Text section
►

A few weeks ago I mentioned two new research papers about the use of passwords on website. Another new paper from Microsoft Research and Harvard University discusses how to avoid, and protect web sites from, users selecting popular passwords.

The paper Popularity is Everything: A New Approach to Protecting Passwords from Statistical-Guessing Attacks describes online and offline threats and defences against the sue of common popular passwords.

Password implementation policies can be guided by legacy approaches and various standards, but as mentioned previously, economics plays a large part too. Following a much publicised successful brute force against Twitter accounts, the company increased its password requirements. But rather than forcing passwords to be more complex, they instead took the decision to prevent the use of 370 common passwords. Whilst the list is culturally-biased, due to other breaches, there is similar data from other sites (e.g. here and here). But how does banning popular passwords help, and if the lists of common passwords are known, does this matter?

Firstly I'll mention here a couple of typical online tools for determining password complexity:

• Password meter providing an indication of complexity
• Hammer of God providing an estimate of how long it would take to obtain the password using a brute force attack

Don't put your real passwords into these sites or any other checkers! But these types of tools do not take into account popularity (e.g. '123456') or common manipulations (e.g. is 'P@ssword' really that much more secure than 'password'?). If attackers try popular passwords first (i.e. a dictionary attack), the time to break into a user's account may be much shorter.

The research paper, which does include some mathematics, suggests that simple passwords should be allowed providing they are not subject to statistical guessing attacks and proposes attack detection methods.

Good reading and inspiration for password-based authentication systems. I'm off to the station now, to get a train to Newcastle which was cancelled last night.

Two great papers on web site password security were published this month. We are swamped with passwords and every daily activity is increasingly linked with an online version, which requires users to register to obtain some additional benefits. Every organisation, resource, activity and event encourages us to visit their own website and sign-up.

Firstly, in Where Do [Password] Security Policies Come From?, Dinei Florêncio and Cormac Herley of Microsoft Research discuss the password policies of 75 different web sites, in an effort to determine password strength requirements with other aspects such as size of site, assets protected, number of users and frequency of attacks.

The authors' findings suggest that none of these are the key factors, and in fact some of the largest sites, most attacked and with higher-value assets have the weakest password policies. The authors suggest stronger policies exist where organisations are more insulated from the consequences of poor usability, whereas online retailers and sites that rely on advertising revenues have to compete rigorously for users and traffic. The paper also discusses how strong passwords need to be, and how this is affected also by what attack methods you are considering (e.g. online vs. offline brute-force), and whether other security controls are implemented (e.g. account lock-out).

This idea of considering the whole password environment is taken further in The Password Thicket: Technical and Market Failures in Human Authentication on the Web by Joseph Bonneau and Sören Preibusch at the Cambridge University Computing Laboratory, and presented at this year's Economics of Information Security (WEIS 2010). Their study included 150 web sites looking at password implementations. the study looked more broadly at the protective measures used— not just complexity requirements—but whether these were applied consistently across the site's functionality (e.g. registration/enrolment, log-in/authentication, password change, password reset/recovery, log-out), encryption during transmission, storage of passwords in clear text, inclusion of passwords in emails, as well as protection from brute-force attacks.

◄

[Recorded data]
►

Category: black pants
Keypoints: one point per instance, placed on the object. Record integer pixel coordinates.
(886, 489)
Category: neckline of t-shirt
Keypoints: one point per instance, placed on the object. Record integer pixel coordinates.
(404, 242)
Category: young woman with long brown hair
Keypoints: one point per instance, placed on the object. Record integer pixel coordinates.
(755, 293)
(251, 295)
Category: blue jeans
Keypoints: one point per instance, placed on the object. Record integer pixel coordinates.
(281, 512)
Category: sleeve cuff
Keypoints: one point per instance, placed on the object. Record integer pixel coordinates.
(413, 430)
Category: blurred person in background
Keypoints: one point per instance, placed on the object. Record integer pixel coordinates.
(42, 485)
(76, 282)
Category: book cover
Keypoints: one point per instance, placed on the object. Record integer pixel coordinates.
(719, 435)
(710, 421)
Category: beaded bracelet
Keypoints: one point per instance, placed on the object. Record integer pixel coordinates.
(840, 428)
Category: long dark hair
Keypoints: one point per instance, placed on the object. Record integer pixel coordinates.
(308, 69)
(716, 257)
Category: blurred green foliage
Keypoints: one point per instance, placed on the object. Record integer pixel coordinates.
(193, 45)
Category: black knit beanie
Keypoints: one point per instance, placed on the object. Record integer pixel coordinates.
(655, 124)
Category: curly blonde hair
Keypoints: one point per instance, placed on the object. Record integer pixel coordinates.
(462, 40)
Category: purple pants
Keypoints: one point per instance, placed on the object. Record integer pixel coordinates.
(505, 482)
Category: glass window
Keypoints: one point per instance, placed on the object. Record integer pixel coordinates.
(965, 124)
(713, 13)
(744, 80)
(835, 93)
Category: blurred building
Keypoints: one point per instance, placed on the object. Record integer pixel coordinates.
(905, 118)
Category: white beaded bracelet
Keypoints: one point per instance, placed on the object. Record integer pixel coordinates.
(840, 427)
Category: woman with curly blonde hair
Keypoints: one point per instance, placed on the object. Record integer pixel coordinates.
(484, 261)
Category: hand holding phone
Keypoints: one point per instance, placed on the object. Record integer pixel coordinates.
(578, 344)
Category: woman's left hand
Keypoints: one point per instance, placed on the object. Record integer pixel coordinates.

◄

Task list
1. Tally the lines in the records above that contain the string "pants", treating uppercase and lowercase as different, and reply with only the number.
2. Resume the password security text above, picking up right after its final sentence.

Exercise responses
1. 2

2.
The authors found that stricter security in one area was often undermined by weaknesses in another, suggesting that a lack of standards is harming security. The paper also discusses economic interpretations, such as how deploying passwords might be being used to justify collection of marketing data, and how password insecurity can be a negative externality.

Sometimes when I'm out socially and people ask what I do, the conversation progresses to concerns about their own web site. They may have a hobby site, run a micro-business or be a manager or director of a small and medium-sized enterprise (SME)—there's all sorts of great entrepreneurial activity going on.

It is very common for SMEs not to have much time or budget for information security, and the available information can be poor or inappropriate (ISSA-UK, under the guidance of their Director of Research David Lacey, is trying to improve this). But what can SMEs do about their web presence—and it is very unusual not to have a web site, whatever the size of business.

Last week I was asked "Is using <company> okay for taking online payments?" and then "what else should I be doing?". Remember we are discussing protection of the SME's own web site, not protecting its employees from using other sites. If I had no information about the business or any existing web security issues, this is what I recommend checking and doing before anything else:

• Obtain regular backup copies of all data that changes (e.g. databases, logs, uploaded files) and store these securely somewhere other than the host servers. This may typically be daily, but the frequency should be selected based on how often data changes and how much data the SME might be prepared to lose in the event of total server failure.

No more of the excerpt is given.